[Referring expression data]
__________________________________________________

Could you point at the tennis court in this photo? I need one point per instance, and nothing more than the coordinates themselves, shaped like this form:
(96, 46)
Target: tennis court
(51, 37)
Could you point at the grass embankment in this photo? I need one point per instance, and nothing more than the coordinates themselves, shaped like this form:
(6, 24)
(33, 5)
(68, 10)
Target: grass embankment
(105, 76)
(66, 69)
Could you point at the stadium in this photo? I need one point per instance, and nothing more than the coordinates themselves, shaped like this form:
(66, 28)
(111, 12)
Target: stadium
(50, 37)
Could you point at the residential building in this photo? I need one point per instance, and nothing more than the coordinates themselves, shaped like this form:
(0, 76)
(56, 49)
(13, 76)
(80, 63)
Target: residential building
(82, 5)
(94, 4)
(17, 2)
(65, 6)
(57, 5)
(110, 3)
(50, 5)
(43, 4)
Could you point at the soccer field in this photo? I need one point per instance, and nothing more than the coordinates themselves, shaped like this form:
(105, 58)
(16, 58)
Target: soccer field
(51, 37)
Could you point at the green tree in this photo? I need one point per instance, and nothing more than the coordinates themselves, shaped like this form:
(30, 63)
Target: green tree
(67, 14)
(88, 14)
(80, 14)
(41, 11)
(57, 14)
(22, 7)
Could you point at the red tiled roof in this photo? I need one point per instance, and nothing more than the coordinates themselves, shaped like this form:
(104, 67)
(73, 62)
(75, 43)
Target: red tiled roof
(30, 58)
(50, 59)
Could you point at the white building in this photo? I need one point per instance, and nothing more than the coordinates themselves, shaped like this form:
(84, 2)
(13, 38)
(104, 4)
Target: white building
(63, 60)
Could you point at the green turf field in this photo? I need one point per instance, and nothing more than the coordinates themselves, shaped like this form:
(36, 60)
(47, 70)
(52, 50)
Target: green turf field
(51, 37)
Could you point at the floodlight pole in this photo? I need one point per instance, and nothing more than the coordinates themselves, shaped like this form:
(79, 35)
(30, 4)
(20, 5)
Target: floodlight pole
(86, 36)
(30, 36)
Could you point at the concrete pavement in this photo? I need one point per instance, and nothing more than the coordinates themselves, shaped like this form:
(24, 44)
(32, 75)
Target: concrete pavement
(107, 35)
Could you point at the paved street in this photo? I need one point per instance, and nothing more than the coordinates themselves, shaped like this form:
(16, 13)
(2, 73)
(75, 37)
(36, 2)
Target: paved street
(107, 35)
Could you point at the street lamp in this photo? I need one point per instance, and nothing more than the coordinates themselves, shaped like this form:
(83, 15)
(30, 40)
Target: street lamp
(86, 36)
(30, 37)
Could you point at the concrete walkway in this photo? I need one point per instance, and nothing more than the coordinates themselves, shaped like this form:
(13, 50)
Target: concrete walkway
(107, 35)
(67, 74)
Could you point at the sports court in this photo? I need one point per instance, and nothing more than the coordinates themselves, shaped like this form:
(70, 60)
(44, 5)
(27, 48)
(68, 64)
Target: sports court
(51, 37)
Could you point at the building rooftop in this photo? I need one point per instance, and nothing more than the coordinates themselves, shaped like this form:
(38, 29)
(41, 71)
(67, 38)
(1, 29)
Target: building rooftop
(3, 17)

__________________________________________________

Your output should be the lines from the one with "Could you point at the concrete walkway" through the last line of the entries above, copied exactly and nothing more.

■ TASK RESPONSE ■
Could you point at the concrete walkway in this photo? I need one point per instance, and nothing more than the coordinates themselves, shaped like this form:
(13, 50)
Target: concrete walkway
(107, 35)
(67, 74)
Could you point at the sports court in this photo? I need one point per instance, and nothing more than the coordinates themselves, shaped like this form:
(70, 60)
(44, 5)
(27, 48)
(68, 64)
Target: sports court
(51, 37)
Could you point at the building rooftop in this photo? I need one point per instance, and nothing more than the coordinates themselves, shaped like this form:
(38, 29)
(41, 71)
(67, 38)
(1, 29)
Target: building rooftop
(3, 17)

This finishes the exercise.